──────── SELECTED TEXT

The education and health secretaries have urged parents to get their children vaccinated as the school Covid jab programme stalls and absence rates soar.
Nadhim Zahawi and health secretary Sajid Javid have written to the parents of secondary school and college pupils today warning “vaccines are our best defence”.
The pair have also urged parents to keep testing their children twice-weekly, and “more frequently if they are specifically asked to do so”.
The intervention comes after concerns were raised about the speed of the vaccine rollout and capacity of the School Age Immunisation Service (SAIS) to deliver the programme.
Last month Zahawi pledged he won’t “stand back and let attendance fall”. But Covid school absences have risen two-thirds in a fortnight.
Data from the Office for National Statistics (ONS) revealed around one in 15 secondary school pupils are estimated to have tested positive for Covid in the week up to October 2.
The joint letter states: “Come forward for the COVID-19 vaccine. This is one of the best things young people can do to protect themselves and those around them.”
The letter adds “we need to continue to reduce the spread of COVID-19. Young people who get ill will need to miss school or college, and may spread it to others.
“That is why we are encouraging you all to support your children to get vaccinated and to continue to test regularly. This will help to detect cases early, reduce spread, and keep students in education.”
Slow start for vaccination programme
Schools Week previously revealed that more than two-thirds of schools are still waiting for their Covid vaccinations, despite the rollout starting three weeks ago.
The NHS initially promised to offer vaccinations to all children in the eligible age group before October half term. But schools reported the School Age Immunisation Service had “underestimated the challenge of vaccinating so many students at once”.
Latest data from October 3 shows just nine per cent of 12 to 15-year-olds in England have been vaccinated.
Meanwhile, Scotland, which began vaccinations at the same time, had jabbed 27.9 per cent of eligible pupils as of Wednesday.
One of the notable differences in the rollouts is that Scotland allows 12 to 15-year-olds to get vaccines at walk-in centres.
The letter states only that “thousands” of youngsters have now been jabbed, adding: “Vaccines are our best defence against COVID-19. They help protect young people, and benefit those around them. Vaccination makes people less likely to catch the virus and less likely to pass it on.”
The ministers also acknowledge some parents “will be concerned about the health risks to the young people you care for. We want to reassure you that the evidence shows that young people remain at very low risk of serious illness from COVID-19.”
Keeping children in school a ‘government priority’
The ministers also requested parents support their children to complete twice-weekly Covid tests and to test “more frequently if they are specifically asked to do so”.
They said: “We know that students have missed a lot of time in school and college since the pandemic started, and that there is no substitute for face-to-face learning.
“Keeping students in the classroom in the coming months is therefore a government priority, both for their immediate and longer-term wellbeing.”
The dangers Covid poses for school children have been well-publicised in recent weeks following the death of Jorja Halliday in Hampshire.
The 15-year-old, who tested positive for Covid, died on the day she was scheduled to receive her vaccine.
In addition to testing, the letter urged parents to encourage their children to wear face coverings in “crowded spaces with people they don’t know well, for example on school transport”.

────────────────
──────── STORED DATA

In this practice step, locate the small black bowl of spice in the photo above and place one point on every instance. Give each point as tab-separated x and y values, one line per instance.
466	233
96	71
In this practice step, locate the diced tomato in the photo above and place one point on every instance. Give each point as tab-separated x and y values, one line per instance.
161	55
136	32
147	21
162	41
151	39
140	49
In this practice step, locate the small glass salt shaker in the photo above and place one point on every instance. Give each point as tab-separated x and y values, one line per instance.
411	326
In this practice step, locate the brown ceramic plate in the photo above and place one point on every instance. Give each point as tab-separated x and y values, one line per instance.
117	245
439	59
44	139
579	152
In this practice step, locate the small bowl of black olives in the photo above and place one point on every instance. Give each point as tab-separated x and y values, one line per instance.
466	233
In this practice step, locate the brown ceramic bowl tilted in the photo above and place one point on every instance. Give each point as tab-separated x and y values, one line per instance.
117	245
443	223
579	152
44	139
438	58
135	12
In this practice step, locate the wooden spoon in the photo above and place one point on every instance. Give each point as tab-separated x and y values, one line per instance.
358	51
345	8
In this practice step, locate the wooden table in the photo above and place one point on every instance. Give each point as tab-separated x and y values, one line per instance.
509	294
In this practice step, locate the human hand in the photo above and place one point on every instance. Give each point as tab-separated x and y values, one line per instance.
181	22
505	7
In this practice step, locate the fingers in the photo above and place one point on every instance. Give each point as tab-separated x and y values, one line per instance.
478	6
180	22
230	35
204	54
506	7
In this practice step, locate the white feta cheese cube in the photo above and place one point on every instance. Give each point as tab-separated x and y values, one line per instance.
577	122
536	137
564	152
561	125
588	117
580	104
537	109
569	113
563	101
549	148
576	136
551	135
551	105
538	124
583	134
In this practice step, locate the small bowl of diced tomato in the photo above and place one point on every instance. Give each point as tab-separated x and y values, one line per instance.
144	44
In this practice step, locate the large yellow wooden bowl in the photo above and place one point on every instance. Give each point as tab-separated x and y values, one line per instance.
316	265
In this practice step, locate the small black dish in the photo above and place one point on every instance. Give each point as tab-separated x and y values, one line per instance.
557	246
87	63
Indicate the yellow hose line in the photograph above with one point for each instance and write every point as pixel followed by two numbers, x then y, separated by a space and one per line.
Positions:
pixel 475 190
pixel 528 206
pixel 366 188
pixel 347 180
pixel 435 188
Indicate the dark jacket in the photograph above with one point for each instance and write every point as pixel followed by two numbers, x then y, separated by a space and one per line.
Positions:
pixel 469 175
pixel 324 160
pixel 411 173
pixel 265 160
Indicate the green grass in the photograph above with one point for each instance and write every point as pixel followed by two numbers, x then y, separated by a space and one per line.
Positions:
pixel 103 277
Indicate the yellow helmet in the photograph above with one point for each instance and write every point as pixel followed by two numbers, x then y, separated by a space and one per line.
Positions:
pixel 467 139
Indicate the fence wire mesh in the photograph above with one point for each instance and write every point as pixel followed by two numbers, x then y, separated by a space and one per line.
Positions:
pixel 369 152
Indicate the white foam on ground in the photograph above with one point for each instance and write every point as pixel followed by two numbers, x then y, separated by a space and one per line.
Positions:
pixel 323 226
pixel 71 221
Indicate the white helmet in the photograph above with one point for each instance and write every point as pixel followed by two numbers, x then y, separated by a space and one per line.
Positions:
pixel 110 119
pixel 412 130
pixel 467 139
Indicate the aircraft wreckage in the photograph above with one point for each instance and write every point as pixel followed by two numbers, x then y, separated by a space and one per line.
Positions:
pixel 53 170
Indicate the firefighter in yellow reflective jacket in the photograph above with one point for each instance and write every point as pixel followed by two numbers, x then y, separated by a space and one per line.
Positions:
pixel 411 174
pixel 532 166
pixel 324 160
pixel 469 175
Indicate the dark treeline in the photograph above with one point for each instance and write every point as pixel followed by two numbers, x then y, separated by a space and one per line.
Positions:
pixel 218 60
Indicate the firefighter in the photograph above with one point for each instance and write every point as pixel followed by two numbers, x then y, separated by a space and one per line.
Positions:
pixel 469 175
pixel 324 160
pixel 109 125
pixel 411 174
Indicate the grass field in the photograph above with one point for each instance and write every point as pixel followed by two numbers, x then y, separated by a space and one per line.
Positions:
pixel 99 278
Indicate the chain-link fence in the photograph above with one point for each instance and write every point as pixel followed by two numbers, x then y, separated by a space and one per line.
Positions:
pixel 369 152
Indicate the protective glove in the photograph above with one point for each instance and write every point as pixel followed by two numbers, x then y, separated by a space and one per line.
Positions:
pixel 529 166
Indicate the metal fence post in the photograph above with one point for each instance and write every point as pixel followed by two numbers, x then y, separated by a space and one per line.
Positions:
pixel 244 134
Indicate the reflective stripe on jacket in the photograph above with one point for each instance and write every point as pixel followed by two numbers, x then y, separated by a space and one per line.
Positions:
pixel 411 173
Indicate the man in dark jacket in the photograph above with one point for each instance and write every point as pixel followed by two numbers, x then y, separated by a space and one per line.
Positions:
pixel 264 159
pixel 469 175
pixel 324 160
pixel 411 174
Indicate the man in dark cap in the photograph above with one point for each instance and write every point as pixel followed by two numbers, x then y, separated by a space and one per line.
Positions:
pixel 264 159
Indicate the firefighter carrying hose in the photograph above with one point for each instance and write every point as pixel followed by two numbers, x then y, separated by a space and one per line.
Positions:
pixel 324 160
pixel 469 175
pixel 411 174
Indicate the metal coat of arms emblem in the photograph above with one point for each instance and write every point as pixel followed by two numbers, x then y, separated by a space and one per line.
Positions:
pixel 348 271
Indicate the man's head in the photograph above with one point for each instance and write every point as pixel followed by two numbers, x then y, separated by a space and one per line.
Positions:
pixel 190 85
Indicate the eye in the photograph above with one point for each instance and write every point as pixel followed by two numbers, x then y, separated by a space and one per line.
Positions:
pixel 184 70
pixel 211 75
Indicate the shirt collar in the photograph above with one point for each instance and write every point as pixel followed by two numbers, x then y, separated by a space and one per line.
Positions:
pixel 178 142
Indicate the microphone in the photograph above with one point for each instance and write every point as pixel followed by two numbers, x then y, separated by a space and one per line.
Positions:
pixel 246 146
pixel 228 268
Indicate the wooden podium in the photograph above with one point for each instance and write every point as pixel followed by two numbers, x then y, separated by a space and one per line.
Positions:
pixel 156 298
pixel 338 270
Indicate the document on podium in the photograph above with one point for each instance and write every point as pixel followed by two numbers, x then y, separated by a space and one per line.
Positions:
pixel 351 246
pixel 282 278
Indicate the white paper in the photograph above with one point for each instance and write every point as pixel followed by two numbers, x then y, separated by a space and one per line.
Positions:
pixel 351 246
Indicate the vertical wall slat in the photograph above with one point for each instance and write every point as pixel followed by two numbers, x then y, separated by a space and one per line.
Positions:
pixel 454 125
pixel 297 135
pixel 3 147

────────────────

**WHAT YOU SHOULD DO:**
In the news article on the ministers' letter about school Covid vaccinations, what share of 12 to 15-year-olds in England had been vaccinated according to the data from October 3?

**WRITTEN REPLY:**
Nine percent.